• **Metin**:
DEMİREL YARBAY’A: “BU EMRİ KİM VERDİ SANA!” DİYE ÇIKIŞTI

Bir de Demirel’in Zincirbozan’dan çıkışı var. 1 Ekim 1983’te tahliye olacak. Bir gece önce öğrendik. Nazmiye Hanım’a dedim ki, “İzniniz olursa Beyefendinin arabasıyla gideyim, refakat edeyim.” “Tabiî Recep” dedi. Beyefendinin şoförüyle Zincirbozan’a hareket ettik. Zincirbozan’da Demirel ve arkadaşlarının kaldığı binaya ulaştık. Demirel’in kaldığı 145 nolu odanın önünde kayınbiraderi Ali Şener birlikte bir fotoğrafımızı çekti. 

Ankara’ya gelirken yol boyu yine polis ve jandarma. Edincik’i geçtikten sonra yaşlı bir kadın polisle münâkaşa ediyor. 70 yaşlarındaki kadın bir koyun getirmiş, yolun kenarında “Demirel’e kurban edeceğim” diyor. Eskişehir’i geçince Karayolları dinlenme parkına geldiğimizde, Danışma Meclisi üyesi üç arkadaş Demirel’e sarıldılar. Bunu gören askerî araçtaki bir yarbay bir manga askere “Süngü tak!” emrini verdi. Demirel baktı ve Yarbay’a “Bu emri kim verdi sana?” diye çıkıştı. Demirel’in bu sert çıkışı üzerine yarbay kayboldu...

“ÇANKAYA, SULBÜNDEN GELEN İKİ TURGUT’TAN BİRİNİ REDDEDECEK!”

12 Eylül’den sonra emekli general Turgut Sunalp Milliyetçi Demokrasi Partisi’ni, Necdet Calp Halkçı Parti’yi, Turgut Özal da Anavatan Partisi’ni kurmuştu. Daha doğrusu bu partiler İhtilâl Konseyi’nce muvazaa olarak kurdurulmuştu. Buna mukabil Büyük Türkiye Partisi kapatıldı. Doğru Yol Partisi seçime sokulmadı.

Seçimden zannedersem iki gün önce Kenan Paşa bir konuşma yaptı. Bu konuşmada, “Sunalp’in partisine oy verin” imâları vardı. (Bugün meydanlardaki Cumhurbaşkanı bunu açık açık yapıyor, bunu da parantez içerisinde söylemiş olalım. Kenan Evren darbe lideri olduğu halde açık açık söylemez, imâ ederdi.)

Sayın Demirel’in evinde 1983 seçimlerinden birkaç gün önce oturuyoruz. Bütün koltuklar dolu. Salondakilerden biri, “Bu konuşmanın üzerine Turgut Sunalp iktidar olur” dedi. Demirel, “Hayır, Çankaya, kendi sulbünden gelen iki Turgut’tan birini reddedecektir” deyince birisi sordu, “Özal mıdır reddedilen?” diye. Demirel, “Hayır, reddedilen Turgut Sunalp’tir. Turgut Özal tek başına iktidara gelecektir ve diğer Turgut seçimi kaybedecektir” diye konuştu.

• **Kaynak Veriler**:

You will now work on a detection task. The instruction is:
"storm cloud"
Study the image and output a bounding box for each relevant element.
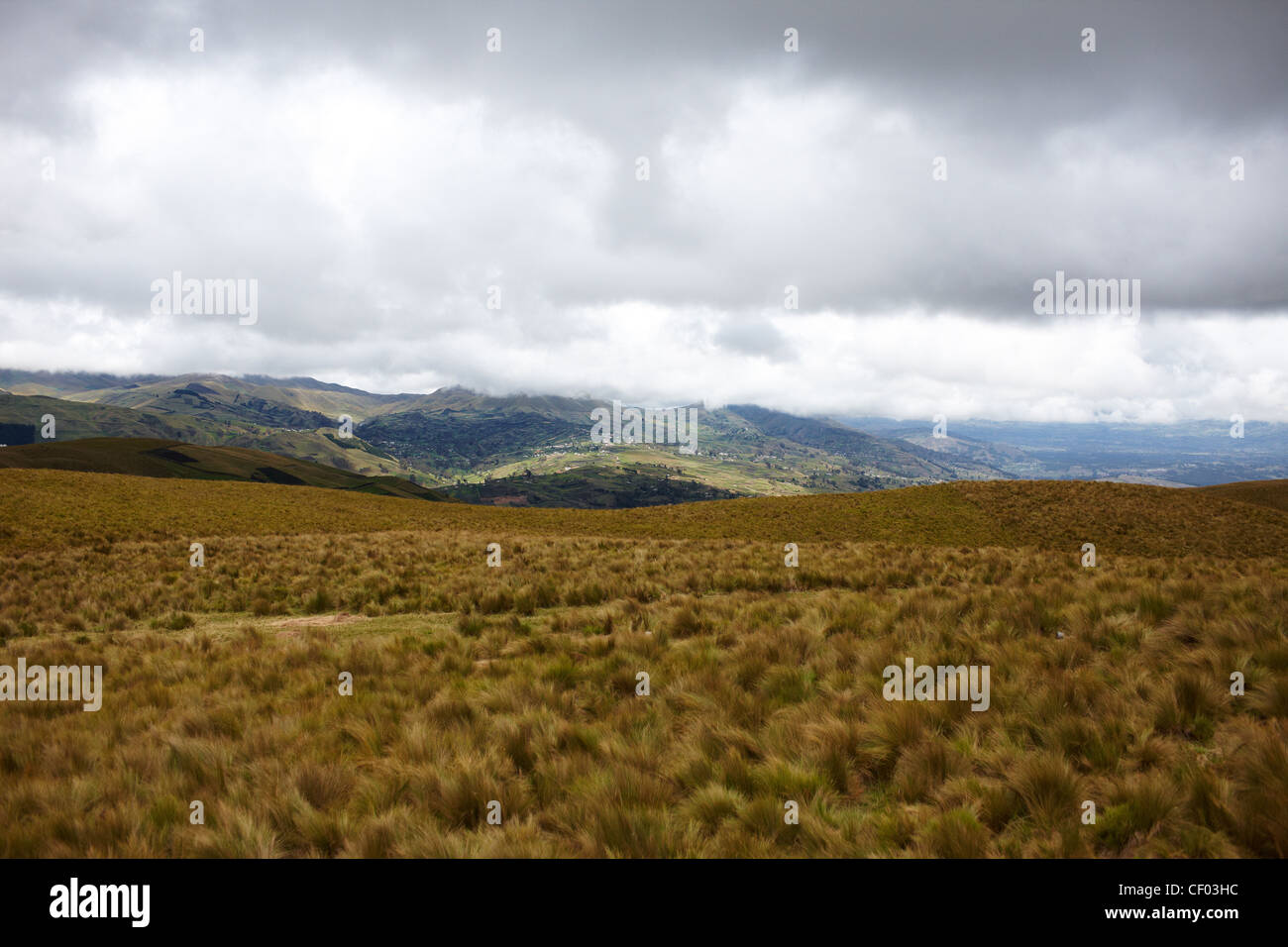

• **İstek A**: Metne göre Demirel'in Zincirbozan'dan tahliye tarihi nedir?
• **İstek B**: Metinden "Bir de Demirel’in" sözleriyle başlayıp "bir fotoğrafımızı çekti." sözleriyle biten bölümü aynen yazın.

• **Alıştırma Çıktısı A**: 1 Ekim 1983

• **Alıştırma Çıktısı B**:
Bir de Demirel’in Zincirbozan’dan çıkışı var. 1 Ekim 1983’te tahliye olacak. Bir gece önce öğrendik. Nazmiye Hanım’a dedim ki, “İzniniz olursa Beyefendinin arabasıyla gideyim, refakat edeyim.” “Tabiî Recep” dedi. Beyefendinin şoförüyle Zincirbozan’a hareket ettik. Zincirbozan’da Demirel ve arkadaşlarının kaldığı binaya ulaştık. Demirel’in kaldığı 145 nolu odanın önünde kayınbiraderi Ali Şener birlikte bir fotoğrafımızı çekti.